● Required task
Copy out all of the records below, changing "photograph" to "image" wherever it occurs and leaving everything else as it is. Do not include the pictures in your copy.

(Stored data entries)
** start **
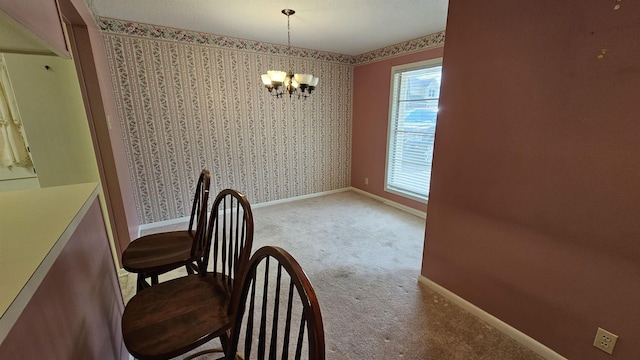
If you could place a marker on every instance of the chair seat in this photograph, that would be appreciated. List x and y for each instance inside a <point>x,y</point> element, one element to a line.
<point>176,316</point>
<point>157,252</point>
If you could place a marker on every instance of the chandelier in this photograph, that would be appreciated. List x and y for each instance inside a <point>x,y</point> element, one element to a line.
<point>280,83</point>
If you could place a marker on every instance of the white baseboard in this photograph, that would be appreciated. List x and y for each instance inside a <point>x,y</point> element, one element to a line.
<point>296,198</point>
<point>253,206</point>
<point>411,210</point>
<point>493,321</point>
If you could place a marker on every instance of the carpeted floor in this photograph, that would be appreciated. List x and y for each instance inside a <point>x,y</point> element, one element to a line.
<point>363,258</point>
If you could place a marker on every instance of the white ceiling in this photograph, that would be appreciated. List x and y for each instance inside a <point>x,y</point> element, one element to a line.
<point>349,27</point>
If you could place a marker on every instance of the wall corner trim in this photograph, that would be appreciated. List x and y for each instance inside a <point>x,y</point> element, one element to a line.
<point>396,205</point>
<point>493,321</point>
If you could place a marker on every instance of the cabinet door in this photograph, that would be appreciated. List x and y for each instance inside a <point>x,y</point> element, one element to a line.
<point>40,17</point>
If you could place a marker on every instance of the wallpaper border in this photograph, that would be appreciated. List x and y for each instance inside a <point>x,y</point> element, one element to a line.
<point>123,27</point>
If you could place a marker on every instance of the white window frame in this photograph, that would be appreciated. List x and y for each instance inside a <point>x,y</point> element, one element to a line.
<point>391,123</point>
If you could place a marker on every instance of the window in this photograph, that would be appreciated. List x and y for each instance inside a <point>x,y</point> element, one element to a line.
<point>415,89</point>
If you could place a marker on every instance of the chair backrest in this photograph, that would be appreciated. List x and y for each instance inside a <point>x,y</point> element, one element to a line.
<point>275,307</point>
<point>229,237</point>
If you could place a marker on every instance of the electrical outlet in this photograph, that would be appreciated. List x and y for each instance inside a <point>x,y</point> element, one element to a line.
<point>605,340</point>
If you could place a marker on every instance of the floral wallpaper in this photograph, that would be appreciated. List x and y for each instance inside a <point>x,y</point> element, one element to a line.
<point>188,101</point>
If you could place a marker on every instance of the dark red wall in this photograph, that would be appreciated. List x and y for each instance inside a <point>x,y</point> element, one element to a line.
<point>534,208</point>
<point>75,312</point>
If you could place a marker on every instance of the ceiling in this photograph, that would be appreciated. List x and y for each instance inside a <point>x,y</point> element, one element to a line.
** end **
● Result
If you could place a marker on every instance of the chair seat in this image, that would be appreciated. List x and y for each instance inside a <point>x,y</point> element, one element to a line.
<point>176,316</point>
<point>157,252</point>
If you could place a marker on every instance of the chandelier in this image, that would be appreciated. List x and y for each instance inside a <point>x,y</point> element, one element to a line.
<point>280,83</point>
If you could place a marker on every instance of the white baseboard in this image, that would be appreciated. List x and y for each instance inside a <point>x,y</point> element, one element to a line.
<point>296,198</point>
<point>253,206</point>
<point>411,210</point>
<point>493,321</point>
If you could place a marker on every instance of the carpeted floor in this image, that would be appreciated. List x and y for each instance inside a <point>x,y</point> element, one element to a line.
<point>363,258</point>
If you could place a marker on every instance of the white ceiling in this image, that would be appreciated. List x and y for each instance inside a <point>x,y</point> element, one element to a line.
<point>349,27</point>
If you could place a marker on every instance of the wall corner trim in this image, that would be appreciated. List x and y for each instance inside a <point>x,y</point> element, one element to a line.
<point>396,205</point>
<point>493,321</point>
If you could place a marker on every instance of the cabinet door in this image, that would be appreciated. List x and y for each instance inside a <point>x,y</point> element, one element to a line.
<point>40,17</point>
If you could place a marker on every instance of the wallpaper border in this image, that would be appreciated. List x and y for each instance inside a <point>x,y</point> element, one element to a line.
<point>123,27</point>
If you could place a marker on every instance of the white window frame in this image, that would be appreciated. List x and y for each instance inside a <point>x,y</point> element, one element to a line.
<point>391,123</point>
If you could place a marker on every instance of the window in this image, that would be appreciated. List x and y for each instance inside a <point>x,y</point> element, one element to a line.
<point>415,89</point>
If you could place a marker on every instance of the chair backrest in this image, that would be appreciated. List x and y for each instance inside a <point>x,y</point> element, one element to a line.
<point>275,307</point>
<point>229,237</point>
If you could place a marker on every instance of the electrical outlet in this image, that would be appreciated. List x and y for each instance inside a <point>x,y</point> element, one element to a line.
<point>605,340</point>
If you could place a marker on every instance of the floral wallpaper in this image, that would be appreciated. List x and y for each instance inside a <point>x,y</point> element, one element to a line.
<point>188,101</point>
If you could place a marker on every instance of the dark red wall in this image, that would be appreciated. List x and y for each instance inside a <point>x,y</point> element, one element to a line.
<point>534,208</point>
<point>75,312</point>
If you could place a marker on every instance of the ceiling in this image, that would be appreciated. List x and y for each instance inside a <point>x,y</point> element, one element to a line.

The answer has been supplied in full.